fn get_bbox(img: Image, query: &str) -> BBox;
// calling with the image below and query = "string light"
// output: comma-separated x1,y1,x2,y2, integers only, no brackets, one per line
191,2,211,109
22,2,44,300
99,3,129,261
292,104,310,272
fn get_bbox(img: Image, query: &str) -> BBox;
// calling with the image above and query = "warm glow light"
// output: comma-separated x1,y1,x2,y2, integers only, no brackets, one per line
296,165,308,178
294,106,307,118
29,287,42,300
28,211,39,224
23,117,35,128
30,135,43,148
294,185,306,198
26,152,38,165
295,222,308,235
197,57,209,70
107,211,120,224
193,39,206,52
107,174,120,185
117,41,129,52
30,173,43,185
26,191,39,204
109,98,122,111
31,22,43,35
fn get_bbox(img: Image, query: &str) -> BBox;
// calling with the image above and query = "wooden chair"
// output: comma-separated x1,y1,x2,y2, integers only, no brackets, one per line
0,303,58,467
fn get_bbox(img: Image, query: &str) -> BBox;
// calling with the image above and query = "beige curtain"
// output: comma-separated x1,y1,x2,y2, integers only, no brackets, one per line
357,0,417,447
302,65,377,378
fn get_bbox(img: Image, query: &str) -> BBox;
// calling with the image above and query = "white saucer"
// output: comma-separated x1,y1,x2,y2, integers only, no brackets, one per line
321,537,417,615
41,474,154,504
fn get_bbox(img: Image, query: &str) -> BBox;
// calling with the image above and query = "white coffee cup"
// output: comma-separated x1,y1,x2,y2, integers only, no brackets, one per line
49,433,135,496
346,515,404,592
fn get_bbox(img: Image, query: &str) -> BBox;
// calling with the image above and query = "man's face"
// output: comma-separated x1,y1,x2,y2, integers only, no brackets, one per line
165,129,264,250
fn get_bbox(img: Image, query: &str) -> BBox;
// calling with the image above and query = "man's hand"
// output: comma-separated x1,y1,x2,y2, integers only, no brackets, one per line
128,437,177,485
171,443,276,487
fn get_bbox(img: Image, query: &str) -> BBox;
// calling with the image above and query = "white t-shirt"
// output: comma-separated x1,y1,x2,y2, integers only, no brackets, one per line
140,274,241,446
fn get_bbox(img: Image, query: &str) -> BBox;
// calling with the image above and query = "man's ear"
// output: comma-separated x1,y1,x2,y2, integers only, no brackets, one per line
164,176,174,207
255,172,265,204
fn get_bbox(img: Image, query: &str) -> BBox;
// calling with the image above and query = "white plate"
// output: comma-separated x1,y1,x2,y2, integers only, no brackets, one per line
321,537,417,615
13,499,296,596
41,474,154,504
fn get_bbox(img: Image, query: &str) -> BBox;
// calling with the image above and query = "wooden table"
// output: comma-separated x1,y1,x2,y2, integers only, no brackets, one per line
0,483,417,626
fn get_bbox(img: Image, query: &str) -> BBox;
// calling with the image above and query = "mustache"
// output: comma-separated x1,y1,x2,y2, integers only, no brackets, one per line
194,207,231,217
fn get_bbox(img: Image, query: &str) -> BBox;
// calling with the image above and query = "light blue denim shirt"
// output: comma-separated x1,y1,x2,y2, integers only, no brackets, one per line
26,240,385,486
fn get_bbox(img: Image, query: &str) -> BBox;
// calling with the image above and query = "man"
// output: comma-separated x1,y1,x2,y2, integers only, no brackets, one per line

## OBJECTIVE:
Copy out the material verbatim from its first line through the line that holds "0,303,58,467", inclusive.

## RESPONSE TO THIS TASK:
fn get_bbox(img: Image, query: &str) -> BBox;
// calling with the image below and query = "string light"
// output: comma-separated x1,y1,x2,y2, integers only, no brackets, one per line
191,2,211,109
22,2,44,300
99,3,129,261
292,104,310,272
fn get_bbox(img: Image, query: &str) -> BBox;
// calling with the image above and query = "warm glow light"
// output: comma-separated x1,y1,x2,y2, integers only, no brackets, one per line
296,165,308,178
294,106,307,118
29,287,42,300
28,211,39,224
23,117,35,128
30,135,43,148
294,185,306,198
26,152,38,165
295,222,308,235
197,57,209,70
107,211,120,224
193,39,206,52
107,174,120,185
117,41,129,52
30,173,43,185
26,191,39,204
109,98,122,111
31,22,43,35
fn get_bbox(img: Image, query: &str) -> BBox;
// calling with the image above and query = "wooden chair"
// output: comma-separated x1,y1,x2,y2, integers only, no brackets, one per line
0,303,58,467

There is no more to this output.